------ Records provided ------
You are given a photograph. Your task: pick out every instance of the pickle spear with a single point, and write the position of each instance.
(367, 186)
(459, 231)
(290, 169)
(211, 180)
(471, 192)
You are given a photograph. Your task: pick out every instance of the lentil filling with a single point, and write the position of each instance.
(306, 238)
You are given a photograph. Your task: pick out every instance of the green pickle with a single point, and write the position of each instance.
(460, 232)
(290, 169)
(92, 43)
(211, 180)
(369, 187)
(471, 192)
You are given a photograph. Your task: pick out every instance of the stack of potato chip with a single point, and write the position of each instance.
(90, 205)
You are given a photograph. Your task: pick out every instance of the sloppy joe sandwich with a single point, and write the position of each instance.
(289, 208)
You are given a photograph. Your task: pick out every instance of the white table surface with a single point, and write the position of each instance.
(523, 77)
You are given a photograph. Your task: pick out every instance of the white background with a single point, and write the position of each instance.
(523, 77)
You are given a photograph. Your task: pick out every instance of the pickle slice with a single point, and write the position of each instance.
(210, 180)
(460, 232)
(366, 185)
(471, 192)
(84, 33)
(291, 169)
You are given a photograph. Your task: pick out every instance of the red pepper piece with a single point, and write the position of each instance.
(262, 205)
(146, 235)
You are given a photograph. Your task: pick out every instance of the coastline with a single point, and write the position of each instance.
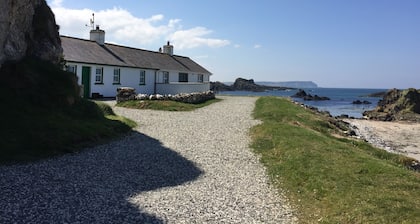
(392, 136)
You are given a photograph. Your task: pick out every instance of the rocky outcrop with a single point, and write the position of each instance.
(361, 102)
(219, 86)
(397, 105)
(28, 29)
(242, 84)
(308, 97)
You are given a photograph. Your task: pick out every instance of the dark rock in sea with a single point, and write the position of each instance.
------
Required action:
Every line of the listing must be reproduced exactly, though the pictures are to be left out.

Answer:
You are given a photograph. Your task: pick out every instance of the pickle spear with a single point, and write the position of each instance.
(367, 186)
(459, 231)
(290, 169)
(211, 180)
(471, 192)
You are given a photograph. Your task: pick out every instance of the lentil filling with a single point, and write the position of each instance.
(306, 238)
You are given a photograph. Your task: pick out every instance of the green pickle with a single point, and write the position of each instance.
(460, 232)
(290, 169)
(92, 43)
(211, 180)
(369, 187)
(471, 192)
You are given a photograph. Your task: pick out every instance of the stack of potato chip with a single point, and write the position of each instance.
(90, 205)
You are given a photograph. Your task: pick out every instance of the sloppy joe sandwich with a single point, and write the position of each instance.
(289, 208)
You are given a photograph. Your task: pick out every instance of the white table surface with a single point, and write the position of each instance.
(523, 77)
You are given a photograph. Your task: pick out every instance of the white background with a single point, and write the position of each instance.
(523, 77)
You are given a photograph. Your task: pick out every instance of the pickle slice with a single point, and write the position of each instance.
(210, 180)
(460, 232)
(366, 185)
(471, 192)
(84, 33)
(291, 169)
You are given a photograph. Your task: pick out every instance of the red pepper piece with a single point, and write the position of each instance.
(262, 205)
(146, 235)
You are given a photograph. Your task: pick out every instance of the coastline with a single point, and write the position of each instance.
(392, 136)
You are given a photograph. Your task: pick out every instance of the rocky outcrop with a single point, and write the position of each instance.
(361, 102)
(219, 86)
(397, 105)
(28, 29)
(242, 84)
(308, 97)
You are given a photograph. Your task: pick out every instance of the dark rock in sea with a single point, and write the position of each instance.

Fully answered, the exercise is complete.